§ Work to do
Which lines in the records below contain the word "reed"? Return each such line in full.

___ Material provided ___

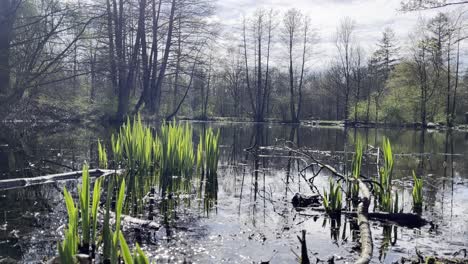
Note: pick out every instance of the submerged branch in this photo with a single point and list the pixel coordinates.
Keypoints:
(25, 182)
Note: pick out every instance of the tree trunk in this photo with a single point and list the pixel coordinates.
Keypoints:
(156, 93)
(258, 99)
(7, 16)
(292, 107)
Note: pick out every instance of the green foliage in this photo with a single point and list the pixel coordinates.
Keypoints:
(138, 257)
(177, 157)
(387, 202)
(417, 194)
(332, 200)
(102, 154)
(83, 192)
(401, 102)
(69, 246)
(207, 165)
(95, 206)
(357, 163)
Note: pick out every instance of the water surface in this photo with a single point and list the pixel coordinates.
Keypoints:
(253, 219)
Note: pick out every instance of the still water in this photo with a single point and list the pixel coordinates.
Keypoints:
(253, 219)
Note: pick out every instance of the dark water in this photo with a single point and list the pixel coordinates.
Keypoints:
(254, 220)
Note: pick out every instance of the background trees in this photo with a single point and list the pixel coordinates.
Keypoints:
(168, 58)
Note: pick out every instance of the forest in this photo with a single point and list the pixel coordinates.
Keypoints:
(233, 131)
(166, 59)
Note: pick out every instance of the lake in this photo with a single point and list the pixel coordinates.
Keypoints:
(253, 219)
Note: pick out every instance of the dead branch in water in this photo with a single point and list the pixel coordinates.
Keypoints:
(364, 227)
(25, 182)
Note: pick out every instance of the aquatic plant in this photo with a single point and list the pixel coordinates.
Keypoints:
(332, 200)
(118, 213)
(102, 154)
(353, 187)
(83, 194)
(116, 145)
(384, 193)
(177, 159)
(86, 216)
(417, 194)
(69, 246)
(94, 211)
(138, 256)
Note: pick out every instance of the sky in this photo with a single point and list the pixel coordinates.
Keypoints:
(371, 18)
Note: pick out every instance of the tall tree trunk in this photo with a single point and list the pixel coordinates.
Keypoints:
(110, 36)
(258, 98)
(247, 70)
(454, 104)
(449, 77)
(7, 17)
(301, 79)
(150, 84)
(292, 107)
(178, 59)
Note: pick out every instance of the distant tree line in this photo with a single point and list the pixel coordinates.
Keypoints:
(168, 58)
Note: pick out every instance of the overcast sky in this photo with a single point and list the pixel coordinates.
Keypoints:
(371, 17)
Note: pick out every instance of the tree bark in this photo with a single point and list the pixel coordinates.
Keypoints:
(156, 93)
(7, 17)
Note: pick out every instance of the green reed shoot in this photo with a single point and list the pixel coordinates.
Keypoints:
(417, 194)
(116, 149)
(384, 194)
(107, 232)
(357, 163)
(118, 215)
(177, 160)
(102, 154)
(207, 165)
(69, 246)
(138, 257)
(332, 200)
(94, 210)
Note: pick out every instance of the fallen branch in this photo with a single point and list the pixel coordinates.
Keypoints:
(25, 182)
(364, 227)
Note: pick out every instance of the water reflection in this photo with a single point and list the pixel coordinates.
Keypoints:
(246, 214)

___
___ Material provided ___

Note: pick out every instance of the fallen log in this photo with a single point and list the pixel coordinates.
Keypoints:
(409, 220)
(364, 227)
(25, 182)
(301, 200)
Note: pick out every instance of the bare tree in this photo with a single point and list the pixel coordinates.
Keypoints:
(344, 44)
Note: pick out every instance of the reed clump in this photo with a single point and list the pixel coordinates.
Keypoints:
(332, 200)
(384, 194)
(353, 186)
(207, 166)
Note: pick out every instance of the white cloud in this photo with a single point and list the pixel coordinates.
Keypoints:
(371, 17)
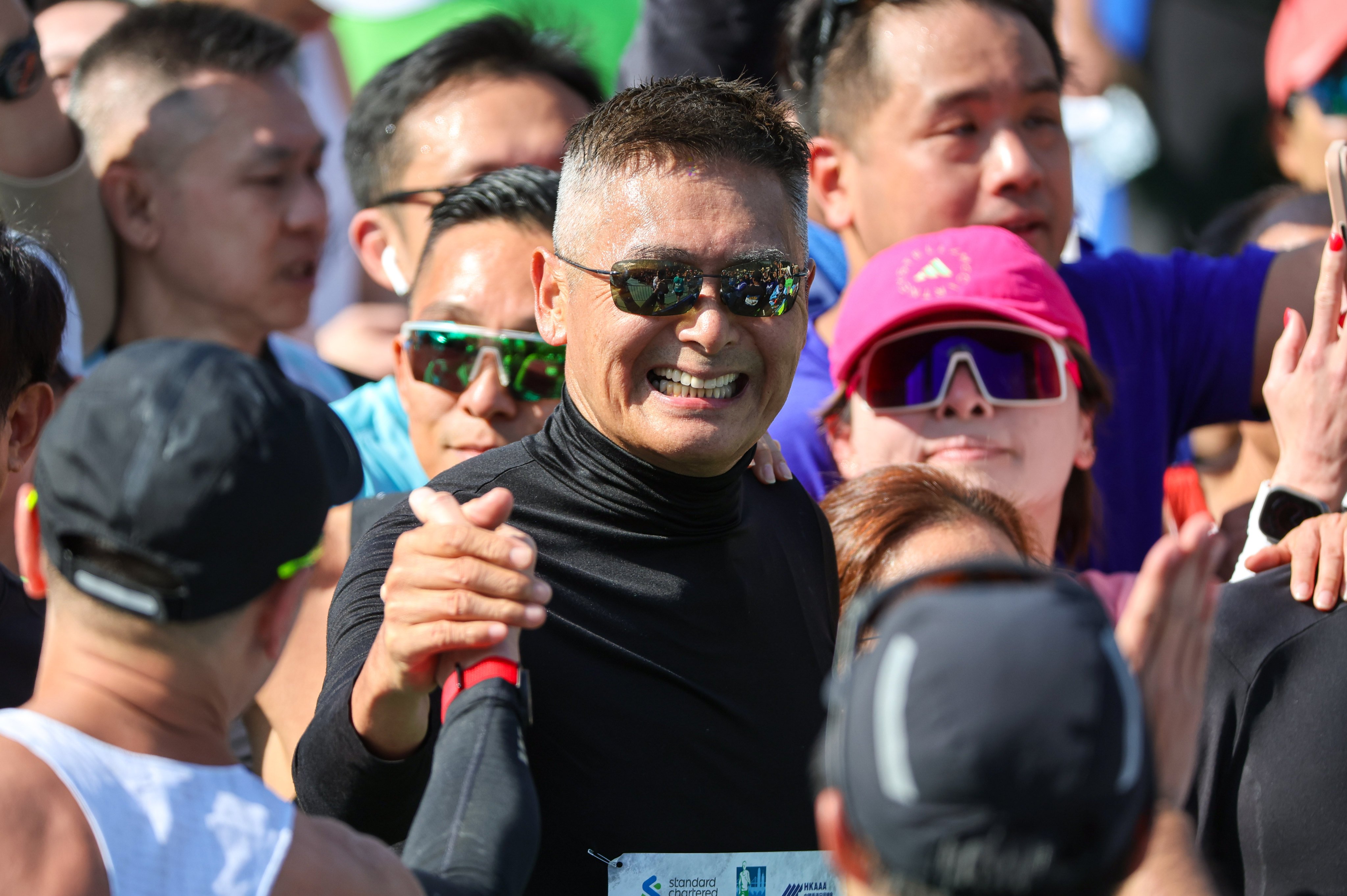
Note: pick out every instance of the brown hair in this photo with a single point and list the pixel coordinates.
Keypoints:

___

§ Solution to this exercise
Note: pick out every instance of the green reed shoot in this photo with a single point and list the pixel coordinates.
Note: pick out every instance of the reed clump in this photo with a single point and list the pixel coordinates.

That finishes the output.